Source extract

#####

Policy Bulletin #94-03

 1810 Contingent Permanent Appointments
December 7, 1994

[NOTE: this was a typo. It should read #88-05, which is available here .
Further, Policy Bulletin 88-02 was subsequently replaced by
Policy Bulletin 95-01]

Advisory Memorandum #94-11 (see 1800 Appointments, or 2200 Separations & Leaves) was intended to provide agencies with an overview and information on several issues. This Policy Bulletin provides more definitive information on the topic of "Contingent Permanent Employees Affected by Return of Incumbents."

The Advisory Memorandum states:

"Whenever any such "contingent" permanent employee requests return to a hold item his or her seniority date must be compared with the seniority date of any other "contingent" permanent employee who also wishes to return at the same time, if any, and the seniority date of the current "contingent" permanent incumbent. Only the most senior employee can be restored, or retain his or her incumbency."

This statement has generated some confusion by being read as relating to the return of the prior permanent incumbent, and as being, therefore, contrary to Rules 4.11 and 4.12, and the procedures in Policy Bulletin #88-02. The statement relates, however, NOT to the return of the prior permanent incumbent but to the attempted return of the one or more "contingent" permanent employees appointed to the same position.

#####

Extracted information
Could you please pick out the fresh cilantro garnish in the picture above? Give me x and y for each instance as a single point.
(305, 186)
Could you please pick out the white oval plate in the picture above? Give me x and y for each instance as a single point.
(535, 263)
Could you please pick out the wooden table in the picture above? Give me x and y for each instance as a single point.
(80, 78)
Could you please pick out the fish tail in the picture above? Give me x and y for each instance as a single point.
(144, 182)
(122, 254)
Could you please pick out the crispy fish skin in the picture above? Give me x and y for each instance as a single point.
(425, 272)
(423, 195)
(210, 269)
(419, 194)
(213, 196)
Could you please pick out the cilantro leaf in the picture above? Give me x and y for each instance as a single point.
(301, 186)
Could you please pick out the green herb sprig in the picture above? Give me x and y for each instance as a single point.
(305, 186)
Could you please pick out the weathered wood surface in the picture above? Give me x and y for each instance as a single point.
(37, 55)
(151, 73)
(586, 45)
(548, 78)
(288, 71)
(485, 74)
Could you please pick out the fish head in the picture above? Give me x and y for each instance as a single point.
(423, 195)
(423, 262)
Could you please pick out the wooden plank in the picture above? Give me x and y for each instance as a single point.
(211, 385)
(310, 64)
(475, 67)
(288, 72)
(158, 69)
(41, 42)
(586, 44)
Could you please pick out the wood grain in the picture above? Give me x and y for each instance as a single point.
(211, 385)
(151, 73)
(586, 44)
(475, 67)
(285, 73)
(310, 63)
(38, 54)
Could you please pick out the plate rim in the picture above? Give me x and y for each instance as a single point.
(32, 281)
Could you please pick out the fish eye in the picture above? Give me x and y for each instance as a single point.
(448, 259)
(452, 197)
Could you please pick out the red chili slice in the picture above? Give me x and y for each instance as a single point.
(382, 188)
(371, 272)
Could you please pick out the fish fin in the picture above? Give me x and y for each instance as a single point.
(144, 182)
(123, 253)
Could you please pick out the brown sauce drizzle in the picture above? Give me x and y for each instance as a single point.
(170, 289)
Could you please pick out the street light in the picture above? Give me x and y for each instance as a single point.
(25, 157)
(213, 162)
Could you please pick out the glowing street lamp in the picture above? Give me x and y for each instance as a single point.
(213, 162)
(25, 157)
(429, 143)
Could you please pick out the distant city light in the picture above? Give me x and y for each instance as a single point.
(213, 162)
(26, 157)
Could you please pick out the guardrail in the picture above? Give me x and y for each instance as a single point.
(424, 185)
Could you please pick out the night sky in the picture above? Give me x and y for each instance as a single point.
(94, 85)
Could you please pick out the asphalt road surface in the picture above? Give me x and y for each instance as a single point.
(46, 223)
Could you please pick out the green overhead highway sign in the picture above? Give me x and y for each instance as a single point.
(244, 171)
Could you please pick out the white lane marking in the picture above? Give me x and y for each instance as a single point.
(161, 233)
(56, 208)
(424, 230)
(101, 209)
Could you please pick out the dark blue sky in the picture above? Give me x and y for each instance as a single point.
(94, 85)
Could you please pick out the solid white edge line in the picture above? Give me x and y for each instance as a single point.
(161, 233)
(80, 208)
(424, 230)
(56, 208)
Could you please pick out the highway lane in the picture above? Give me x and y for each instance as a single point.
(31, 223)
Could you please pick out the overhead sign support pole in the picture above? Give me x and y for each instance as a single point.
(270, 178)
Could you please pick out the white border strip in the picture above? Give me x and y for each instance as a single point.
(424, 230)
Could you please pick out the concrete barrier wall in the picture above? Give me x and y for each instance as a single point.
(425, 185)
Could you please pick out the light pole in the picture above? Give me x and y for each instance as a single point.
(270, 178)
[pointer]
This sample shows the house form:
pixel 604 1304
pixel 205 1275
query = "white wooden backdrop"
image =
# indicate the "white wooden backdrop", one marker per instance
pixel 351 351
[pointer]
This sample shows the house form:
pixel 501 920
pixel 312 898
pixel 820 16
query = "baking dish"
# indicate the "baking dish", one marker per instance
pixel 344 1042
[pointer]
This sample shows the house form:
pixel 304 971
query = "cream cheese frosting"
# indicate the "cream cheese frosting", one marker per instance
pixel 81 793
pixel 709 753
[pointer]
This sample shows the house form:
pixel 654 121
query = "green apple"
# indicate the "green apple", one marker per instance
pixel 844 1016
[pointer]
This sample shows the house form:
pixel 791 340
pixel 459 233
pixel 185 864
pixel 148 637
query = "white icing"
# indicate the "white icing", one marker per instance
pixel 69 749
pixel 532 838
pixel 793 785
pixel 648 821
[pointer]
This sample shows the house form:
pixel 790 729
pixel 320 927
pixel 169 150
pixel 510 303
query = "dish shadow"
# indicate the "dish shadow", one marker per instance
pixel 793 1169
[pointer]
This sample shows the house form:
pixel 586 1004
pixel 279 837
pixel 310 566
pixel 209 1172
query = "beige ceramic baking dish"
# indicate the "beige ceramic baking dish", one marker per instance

#####

Given instruction 1
List each distinct policy bulletin number mentioned in the policy bulletin on contingent permanent appointments, counting repeats only once.
Given instruction 2
Pick up the policy bulletin on contingent permanent appointments after its last sentence and keep writing.

Final result 1
94-03, 88-05, 88-02, 95-01

Final result 2
Rules 4.11 & 4.12 only provide for two permanent appointments to a position; one permanent and one "contingent" permanent. It is the Department's policy therefore that these rules are concerned with the rights of the one employee who is appointed permanently to a vacancy and subsequently given a leave of absence, and when that employee can return, and to which position. Policy Bulletin #88-02 should be applied in those cases. However, where agencies have made subsequent multiple "contingent" permanent appointments to the same position, the following policies and procedures will apply:

EXAMPLE 1: In the example shown at the right, employee A is appointed permanently to the vacant G-18 position and given a leave to serve at the G-23 level. Employee B is then subsequently appointed CP pursuant to Rule 4.11 to the same position (now a temporary vacancy) and given a leave to serve as a G-23. Employee C is then appointed CP to the G-18 position. Rules 4.5, 4.10, & 4.11 are concerned with A's rights, who, if he/she is serving as a probationer at the G-23 level, or as a provisional, or assuming the position was a non-competitive or exempt class position, always has the right to return pursuant to, and subject to, the limitations of these rules.

However if B has to return, he/she has no greater right to the G-18 position than C. Therefore their seniority dates are compared and the more senior gets the job.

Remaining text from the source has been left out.